(Region pointing data)
------------------------------

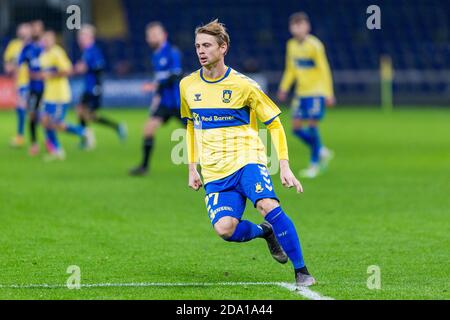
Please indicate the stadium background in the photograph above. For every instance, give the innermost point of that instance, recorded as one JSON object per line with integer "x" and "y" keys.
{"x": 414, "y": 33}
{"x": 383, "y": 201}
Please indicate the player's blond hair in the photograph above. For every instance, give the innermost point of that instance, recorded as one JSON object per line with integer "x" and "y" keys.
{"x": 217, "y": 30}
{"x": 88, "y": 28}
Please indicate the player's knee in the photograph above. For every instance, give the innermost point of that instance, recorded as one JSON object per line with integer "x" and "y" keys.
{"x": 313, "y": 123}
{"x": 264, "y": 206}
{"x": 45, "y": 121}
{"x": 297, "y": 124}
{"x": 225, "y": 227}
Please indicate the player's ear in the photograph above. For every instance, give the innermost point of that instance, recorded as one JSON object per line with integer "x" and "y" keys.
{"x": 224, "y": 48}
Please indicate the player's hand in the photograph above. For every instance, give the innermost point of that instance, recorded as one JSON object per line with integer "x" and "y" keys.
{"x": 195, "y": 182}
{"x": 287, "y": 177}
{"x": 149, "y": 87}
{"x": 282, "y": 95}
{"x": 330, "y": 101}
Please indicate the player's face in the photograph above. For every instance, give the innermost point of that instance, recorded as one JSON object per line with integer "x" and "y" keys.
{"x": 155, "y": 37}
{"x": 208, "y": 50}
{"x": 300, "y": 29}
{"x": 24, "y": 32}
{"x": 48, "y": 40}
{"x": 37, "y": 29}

------------------------------

● Problem details: Go through the data and return every word of it verbatim, leaving out the pictures.

● Result of the exercise:
Please indicate the stadium background in the photograph above. For every instance, give the innermost point of that instance, recorded as one JSON object per line with integer "x" and "y" keys.
{"x": 414, "y": 33}
{"x": 383, "y": 201}
Please indicate the player's blond hair in the photograph above. For every instance, give the innermost point of that instance, recorded as one JSON object per line with integer "x" and "y" keys.
{"x": 217, "y": 30}
{"x": 88, "y": 28}
Please indicate the player's knee in the photograph above. For every instance, give the innermost point of that instance, recorded as one JSON object per line with integer "x" and "y" keys.
{"x": 313, "y": 123}
{"x": 264, "y": 206}
{"x": 45, "y": 121}
{"x": 297, "y": 124}
{"x": 225, "y": 227}
Please indicate the player's ear in the photograph above. For every instance, give the innermost point of that instance, recorded as one JSON object per line with integer "x" and "y" keys.
{"x": 224, "y": 48}
Please indicate the player's hand in the photograph above. For every instance, give the innermost point of that instance, recorded as one JSON object per line with integer "x" and "y" keys.
{"x": 195, "y": 182}
{"x": 287, "y": 177}
{"x": 149, "y": 87}
{"x": 282, "y": 95}
{"x": 330, "y": 101}
Please indicate the player's face in the photograph above. For every instance, give the innermost point of that instance, recorded as one JSON object per line with integer "x" and "y" keys.
{"x": 155, "y": 37}
{"x": 208, "y": 50}
{"x": 300, "y": 29}
{"x": 24, "y": 32}
{"x": 48, "y": 40}
{"x": 37, "y": 29}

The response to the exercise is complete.